══ Exercise materials ══

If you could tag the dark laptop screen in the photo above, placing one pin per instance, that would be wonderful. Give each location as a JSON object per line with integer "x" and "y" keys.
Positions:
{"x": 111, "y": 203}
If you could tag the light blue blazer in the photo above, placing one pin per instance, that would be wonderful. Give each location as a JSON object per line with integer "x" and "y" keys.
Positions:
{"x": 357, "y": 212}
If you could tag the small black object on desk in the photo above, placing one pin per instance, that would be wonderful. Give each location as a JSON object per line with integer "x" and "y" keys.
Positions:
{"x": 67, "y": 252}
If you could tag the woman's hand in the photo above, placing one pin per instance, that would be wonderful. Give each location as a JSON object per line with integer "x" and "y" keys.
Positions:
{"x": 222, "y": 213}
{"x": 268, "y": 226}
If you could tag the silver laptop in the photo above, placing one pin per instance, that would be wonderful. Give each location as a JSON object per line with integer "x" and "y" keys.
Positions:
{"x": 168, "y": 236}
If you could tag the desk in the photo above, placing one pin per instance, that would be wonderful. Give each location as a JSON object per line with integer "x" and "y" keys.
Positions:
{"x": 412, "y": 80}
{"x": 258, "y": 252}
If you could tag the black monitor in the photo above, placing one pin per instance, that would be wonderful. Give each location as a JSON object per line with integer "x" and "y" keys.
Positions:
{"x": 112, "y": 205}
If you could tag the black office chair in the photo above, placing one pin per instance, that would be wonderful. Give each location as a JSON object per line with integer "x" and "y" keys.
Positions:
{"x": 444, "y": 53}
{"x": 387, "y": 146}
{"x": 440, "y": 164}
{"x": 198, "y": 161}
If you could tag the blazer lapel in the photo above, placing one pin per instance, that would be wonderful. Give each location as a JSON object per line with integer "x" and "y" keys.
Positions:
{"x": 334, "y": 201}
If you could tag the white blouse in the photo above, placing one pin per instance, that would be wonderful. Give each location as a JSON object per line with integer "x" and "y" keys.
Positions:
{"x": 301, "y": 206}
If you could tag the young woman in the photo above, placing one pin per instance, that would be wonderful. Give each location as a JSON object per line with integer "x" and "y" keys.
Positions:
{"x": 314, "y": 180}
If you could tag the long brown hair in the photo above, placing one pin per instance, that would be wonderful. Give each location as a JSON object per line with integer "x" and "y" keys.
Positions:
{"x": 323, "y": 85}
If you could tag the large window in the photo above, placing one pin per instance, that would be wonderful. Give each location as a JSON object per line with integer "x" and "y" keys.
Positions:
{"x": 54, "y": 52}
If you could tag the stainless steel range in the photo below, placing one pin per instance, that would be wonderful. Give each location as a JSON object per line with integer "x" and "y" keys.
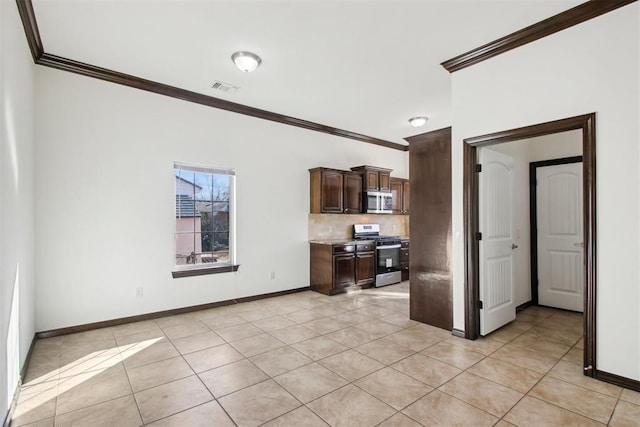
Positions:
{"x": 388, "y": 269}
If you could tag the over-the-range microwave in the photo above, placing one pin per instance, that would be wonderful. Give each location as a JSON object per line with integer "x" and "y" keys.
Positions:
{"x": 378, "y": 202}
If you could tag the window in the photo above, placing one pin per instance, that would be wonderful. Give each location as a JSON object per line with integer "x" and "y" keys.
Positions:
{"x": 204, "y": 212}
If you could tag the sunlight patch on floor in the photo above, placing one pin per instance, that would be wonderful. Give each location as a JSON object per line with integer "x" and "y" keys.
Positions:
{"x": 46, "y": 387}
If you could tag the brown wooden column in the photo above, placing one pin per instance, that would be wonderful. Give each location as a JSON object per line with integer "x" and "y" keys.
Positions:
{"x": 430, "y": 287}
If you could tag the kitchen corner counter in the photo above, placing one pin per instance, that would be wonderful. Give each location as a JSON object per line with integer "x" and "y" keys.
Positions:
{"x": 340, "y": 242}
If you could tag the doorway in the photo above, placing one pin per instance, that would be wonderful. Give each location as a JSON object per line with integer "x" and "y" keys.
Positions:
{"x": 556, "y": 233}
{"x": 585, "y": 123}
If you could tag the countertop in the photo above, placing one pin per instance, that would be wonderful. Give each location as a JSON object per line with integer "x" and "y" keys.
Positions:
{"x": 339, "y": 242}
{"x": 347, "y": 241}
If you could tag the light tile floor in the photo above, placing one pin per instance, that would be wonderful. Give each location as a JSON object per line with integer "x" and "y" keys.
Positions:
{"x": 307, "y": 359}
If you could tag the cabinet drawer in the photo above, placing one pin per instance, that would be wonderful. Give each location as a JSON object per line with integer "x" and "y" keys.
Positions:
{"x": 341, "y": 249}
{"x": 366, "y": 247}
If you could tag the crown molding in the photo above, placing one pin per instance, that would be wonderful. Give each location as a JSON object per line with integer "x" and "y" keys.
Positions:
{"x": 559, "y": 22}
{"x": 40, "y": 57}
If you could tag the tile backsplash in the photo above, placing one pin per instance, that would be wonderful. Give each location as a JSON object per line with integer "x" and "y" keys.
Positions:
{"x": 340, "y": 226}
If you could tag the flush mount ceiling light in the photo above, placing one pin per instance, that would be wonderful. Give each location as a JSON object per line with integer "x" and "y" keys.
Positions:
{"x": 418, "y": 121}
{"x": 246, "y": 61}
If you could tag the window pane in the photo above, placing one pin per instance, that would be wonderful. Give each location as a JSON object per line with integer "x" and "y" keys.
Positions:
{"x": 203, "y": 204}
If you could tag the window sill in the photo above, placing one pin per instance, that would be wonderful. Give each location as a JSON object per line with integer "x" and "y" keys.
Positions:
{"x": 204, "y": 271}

═══

Try it ▸ Give back every entry in its exact wording, leaving the pictures out.

Exercise solution ▸
If you could tag the dark laptop screen in the photo above, placing one pin per instance, that would be wonderful. Give each location as a JSON object per line with integer "x" and "y" keys.
Positions:
{"x": 111, "y": 203}
If you could tag the light blue blazer in the photo above, placing one pin per instance, that would be wonderful. Give each location as a JSON object per line with integer "x" and "y" keys.
Positions:
{"x": 357, "y": 212}
If you could tag the small black object on desk in the photo above, placing one pin per instance, that would be wonderful. Give each location as a JSON object per line with integer "x" and "y" keys.
Positions:
{"x": 67, "y": 252}
If you could tag the woman's hand in the photo above, placing one pin per instance, that would be wonderful. Give each location as a JSON object per line with integer "x" and "y" keys.
Positions:
{"x": 222, "y": 213}
{"x": 268, "y": 226}
If you could tag the silver laptop in the photo above, placing one pin per instance, that would be wonderful. Give each location as a JSON object per line with integer "x" and "y" keys.
Positions:
{"x": 168, "y": 236}
If you could tag the desk in the photo above, placing one pin per instance, that would be wonderful. Give each location as a JSON object per line with integer "x" and "y" keys.
Positions:
{"x": 412, "y": 80}
{"x": 258, "y": 252}
If you could tag the black monitor in the photo above, placing one pin per instance, that would be wonderful. Give each location as a JSON object per line with integer "x" and "y" keys.
Positions:
{"x": 112, "y": 205}
If you could tag the black office chair in the photo above, placing one pin per instance, that would be wonderful. Give each location as a JSON object per line with integer "x" and "y" keys.
Positions:
{"x": 444, "y": 53}
{"x": 387, "y": 146}
{"x": 440, "y": 164}
{"x": 198, "y": 161}
If you could tag the blazer lapel in the photo above, placing one pin per instance, that would be wonderful. Give each location as a JSON object per line with integer "x" and "y" keys.
Positions:
{"x": 334, "y": 201}
If you could tag the white blouse in the photo above, placing one pin per instance, that would be wonderful. Give each location as a JSON object per line with integer "x" and "y" keys.
Positions:
{"x": 301, "y": 206}
If you could tag the young woman in the photo above, placing one pin per instance, that would be wonderful. Give each location as a JSON object per line with integer "x" and "y" keys.
Positions:
{"x": 314, "y": 180}
If you could tag the long brown hair in the photo above, placing one pin per instance, that would be wonderful. Give each location as a JSON object per line with integer "x" and "y" keys.
Positions:
{"x": 323, "y": 85}
If you could tag the large window in the photo above, placing one pin per instance, that would be wonderful. Give each location as a JSON object per line with integer "x" and "y" keys.
Positions:
{"x": 54, "y": 52}
If you could tag the stainless steel range in the photo below, placing one pin per instance, that would be wonderful. Give each location as a JSON object per line with integer "x" and "y" keys.
Positions:
{"x": 388, "y": 269}
If you could tag the over-the-range microwave in the photo above, placing one pin per instance, that would be wonderful. Give each location as a JSON object per line with integer "x" and "y" keys.
Positions:
{"x": 378, "y": 202}
If you could tag the window in the photo above, placing one pin per instance, that would be wonderful. Give each location as a JSON object per line with integer "x" and "y" keys.
Positions:
{"x": 204, "y": 212}
If you could tag the sunlight patch on floor in the photo above, placing one pin per instance, that would be wonderful. Give each location as a JSON object per line with integer "x" and "y" keys.
Positions:
{"x": 46, "y": 387}
If you could tag the brown wooden column in the photo above, placing one pin per instance, that would be wonderful. Give each location as a JSON object per line with integer "x" and "y" keys.
Positions:
{"x": 430, "y": 287}
If you could tag the kitchen corner counter in the photo above, placing one pin per instance, that would be wonderful. Give each location as a JSON object per line with integer "x" and "y" keys.
Positions:
{"x": 340, "y": 242}
If you could tag the doorway in the photo above, placing one pin per instance, that would be wonderful. Give each location as a JSON object per line with integer "x" and "y" keys.
Positions:
{"x": 556, "y": 233}
{"x": 585, "y": 123}
If you could tag the countertop in the photo above, placing one pin per instance, that would be wonderful. Give each location as a JSON object per line with integer "x" and "y" keys.
Positions:
{"x": 339, "y": 242}
{"x": 347, "y": 241}
If you could tag the light tile floor in the photo above, placing one pin per instance, that would be wonderful. Give each location as a JSON object per line with integer "x" and "y" keys.
Positions:
{"x": 307, "y": 359}
If you could tag the cabinet drawer in the photo above, placing one pin per instance, that would be wonderful. Give each location as a JSON object per line with integer "x" and "y" keys.
Positions:
{"x": 341, "y": 249}
{"x": 366, "y": 247}
If you could tag the crown molding in the photo above, placing one pin per instance, that would be wonderful. Give each location as a JSON object per line with integer "x" and "y" keys.
Positions:
{"x": 559, "y": 22}
{"x": 40, "y": 57}
If you could tag the tile backsplash in the photo above, placing one pin per instance, that would be wonderful. Give each location as a JSON object per line with integer "x" and "y" keys.
Positions:
{"x": 340, "y": 226}
If you could tag the flush mount ceiling light in the photo above, placing one pin per instance, that would be wonderful. Give each location as a JSON object per line with integer "x" and "y" keys.
Positions:
{"x": 418, "y": 121}
{"x": 246, "y": 61}
If you could tag the window pane in the photo above, placing one pin per instance, that would be wonderful. Give each location as a JSON object per line with integer "x" and "y" keys.
Positions:
{"x": 203, "y": 204}
If you could tag the window sill in the photo above, placing one pin per instance, that would be wonderful. Give each location as a JSON object per line with integer "x" and "y" keys.
Positions:
{"x": 204, "y": 271}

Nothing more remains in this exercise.